Reflecting on a 40-Year Career

ALBANY LAW SCHOOL’S clinical, lawyering, and field placement programs are stronger thanks to Professor Nancy Maurer.

Almost 40 years after helping start these programs, Maurer is reflecting on those decades as she heads into retirement after the Spring 2023 semester.

Maurer’s influence is infused into the Albany Law School experience. She co-led the creation of the landmark Introduction to Lawyering program, which is designed to expose first year law stu-
dents to essential research, writing, and lawyering skills  in context, and teach them to think like professionals.

Nancy Maurer

“We did it as a pilot program. We wanted students to put themselves in a lawyer’s role make some connections between the things that they were researching and writing about. I feel like the law school was really at the forefront. It was a good way to connect the first-year students with the clinics. It added more preparation so students could start thinking about their professional respon-sibility to a client or to an issue and to, at least, be a little bit more professional attitude before they came to the clinic and started representing people in real life.”

She also helped grow the Field Placement Program to give students an opportunity to build on classroom skills and apply them at external organizations.

“I’m proud of how the law school has made our field placement program an integral part of our clinic and experiential program. The fact that it’s integrated, taught by a faculty member, I think that puts Albany in a good place. And it started from sort of a small program to one where I think that there’s now recognition that teaching students to learn from experience in a different way than just direct supervision is important.”

__LISTED RECORDS__.
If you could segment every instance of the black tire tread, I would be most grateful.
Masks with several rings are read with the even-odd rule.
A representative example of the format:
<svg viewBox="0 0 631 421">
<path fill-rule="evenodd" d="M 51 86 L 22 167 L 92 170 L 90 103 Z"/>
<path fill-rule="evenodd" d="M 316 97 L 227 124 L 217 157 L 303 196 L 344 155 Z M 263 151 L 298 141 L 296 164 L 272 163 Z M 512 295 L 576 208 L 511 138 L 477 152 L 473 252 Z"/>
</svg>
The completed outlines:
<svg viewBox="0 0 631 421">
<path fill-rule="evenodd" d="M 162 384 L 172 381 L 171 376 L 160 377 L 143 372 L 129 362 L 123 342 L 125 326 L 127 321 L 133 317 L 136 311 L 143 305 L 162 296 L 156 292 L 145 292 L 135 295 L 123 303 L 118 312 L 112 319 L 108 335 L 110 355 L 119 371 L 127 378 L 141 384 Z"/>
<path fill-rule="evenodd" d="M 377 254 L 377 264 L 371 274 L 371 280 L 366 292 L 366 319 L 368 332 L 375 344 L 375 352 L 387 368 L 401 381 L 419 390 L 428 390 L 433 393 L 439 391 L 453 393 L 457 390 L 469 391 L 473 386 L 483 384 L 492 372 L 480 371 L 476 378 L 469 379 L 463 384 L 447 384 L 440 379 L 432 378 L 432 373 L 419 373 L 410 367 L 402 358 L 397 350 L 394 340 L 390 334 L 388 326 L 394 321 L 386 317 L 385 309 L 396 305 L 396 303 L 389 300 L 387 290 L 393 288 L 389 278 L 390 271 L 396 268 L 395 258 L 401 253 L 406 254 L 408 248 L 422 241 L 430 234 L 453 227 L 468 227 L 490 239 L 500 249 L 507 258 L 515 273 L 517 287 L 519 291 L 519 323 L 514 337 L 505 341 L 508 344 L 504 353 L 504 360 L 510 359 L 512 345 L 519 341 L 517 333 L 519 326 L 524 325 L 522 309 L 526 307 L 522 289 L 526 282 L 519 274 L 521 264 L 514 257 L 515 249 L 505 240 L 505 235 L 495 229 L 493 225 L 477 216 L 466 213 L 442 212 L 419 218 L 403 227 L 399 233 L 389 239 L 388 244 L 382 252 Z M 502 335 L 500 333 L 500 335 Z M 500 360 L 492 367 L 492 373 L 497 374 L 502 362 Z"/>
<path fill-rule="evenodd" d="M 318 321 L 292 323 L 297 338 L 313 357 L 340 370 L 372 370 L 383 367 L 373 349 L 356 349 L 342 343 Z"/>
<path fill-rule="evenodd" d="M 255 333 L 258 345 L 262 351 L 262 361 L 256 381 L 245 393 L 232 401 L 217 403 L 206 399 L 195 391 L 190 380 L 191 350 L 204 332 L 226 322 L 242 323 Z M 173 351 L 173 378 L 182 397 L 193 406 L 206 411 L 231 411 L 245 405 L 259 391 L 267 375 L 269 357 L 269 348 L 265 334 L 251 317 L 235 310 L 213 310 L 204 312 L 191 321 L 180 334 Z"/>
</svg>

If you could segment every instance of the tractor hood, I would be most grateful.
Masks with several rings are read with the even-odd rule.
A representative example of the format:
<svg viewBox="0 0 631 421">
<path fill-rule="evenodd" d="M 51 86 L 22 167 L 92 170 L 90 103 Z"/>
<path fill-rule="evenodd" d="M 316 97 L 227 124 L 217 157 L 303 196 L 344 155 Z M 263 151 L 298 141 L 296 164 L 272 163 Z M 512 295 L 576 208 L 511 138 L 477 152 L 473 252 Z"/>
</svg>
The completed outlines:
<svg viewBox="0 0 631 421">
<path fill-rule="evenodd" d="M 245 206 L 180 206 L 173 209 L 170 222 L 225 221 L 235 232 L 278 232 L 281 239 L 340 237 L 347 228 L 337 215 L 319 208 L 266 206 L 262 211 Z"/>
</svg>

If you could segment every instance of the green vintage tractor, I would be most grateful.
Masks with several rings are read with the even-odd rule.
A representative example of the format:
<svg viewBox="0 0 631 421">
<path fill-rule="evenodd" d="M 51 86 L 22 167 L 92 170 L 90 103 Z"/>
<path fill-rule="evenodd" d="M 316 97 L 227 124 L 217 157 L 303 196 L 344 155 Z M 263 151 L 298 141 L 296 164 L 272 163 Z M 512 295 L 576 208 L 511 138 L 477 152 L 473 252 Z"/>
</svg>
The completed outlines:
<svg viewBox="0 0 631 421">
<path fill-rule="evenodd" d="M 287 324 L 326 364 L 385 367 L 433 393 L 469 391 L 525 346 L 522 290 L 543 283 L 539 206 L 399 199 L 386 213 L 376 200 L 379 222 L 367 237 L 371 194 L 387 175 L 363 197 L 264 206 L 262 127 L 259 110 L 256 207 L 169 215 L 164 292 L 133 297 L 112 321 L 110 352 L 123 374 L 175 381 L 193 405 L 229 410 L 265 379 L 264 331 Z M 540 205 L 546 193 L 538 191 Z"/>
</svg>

__TASK LIST__.
A – According to the article on Nancy Maurer's career, when does she retire?
B – Decide whether each statement agrees with the article on Nancy Maurer's career, answering yes or no and quoting the words that decide it: (i) Maurer co-led the creation of the Introduction to Lawyering program. (ii) The Introduction to Lawyering program began as a pilot. (iii) The Field Placement Program is taught by staff of the external organizations.
C – Write the next part of the article on Nancy Maurer's career, picking up after its last sentence.
The material has no connection to the article on Nancy Maurer's career.

__RESULTS FOR THE EXERCISE__.
A – After the Spring 2023 semester.

B –
(i) Yes: "She co-led the creation of the landmark Introduction to Lawyering program"
(ii) Yes: "We did it as a pilot program."
(iii) No: "The fact that it’s integrated, taught by a faculty member"

C –
Clinical education at Albany Law School was in its early stages when Maurer joined the faculty and she saw a growing need to provide legal help to people with disabilities. Prior to Albany Law, she practiced with Legal Services in Charleston, S.C. and was staff attorney for New York State Commission on Quality of Care and  Advocacy for People with Disabilities.

In 1983, she founded and directed the Civil Rights and Disabilities Law Clinic where law students, working under faculty supervision, represented clients in discrimination, public entitlements, education or other disability rights matters.

In the years that followed, more clinics began and grew into a present-day lifeline for many in the Capital Region. Watching the clinical and field placement offerings grow, Maurer said, has been one of the most satisfying parts of her career.

“It has been fun to see some of our grads that we’ve nurtured through their experience assume leadership positions in state government and other offices where we then place students. To have field placement students who are now supervised by alumni who’ve gone through the program has been a nice way to see it all come around,” she said.

Maurer is a member and former co-chair of the New York State Bar Association Committee on Disability Rights and former member and chair of the Board of Directors of Disability Rights New York, Inc. She also serves on the Boards of Bethlehem Youth Court and the Legal Equity Advocacy Firm, Inc. She is an editor of the 3rd edition of LEARNING FROM PRACTICE: A TEXT FOR EXPERIENTIAL LEGAL EDUCATION. She is also co-editor of the New York State Bar Association three book series DISABILITY LAW AND PRACTICE. Maurer received the AALS Clinic Section William Pincus Award for Outstanding Contributions to Clinical Legal Education in January 2021 and the 2015 Albany Law Faculty Excellence in Service Award.

As for retirement? Maurer is looking forward to having more time to visit her three children in their respective cities, Atlanta, Salt Lake City, and Jerusalem.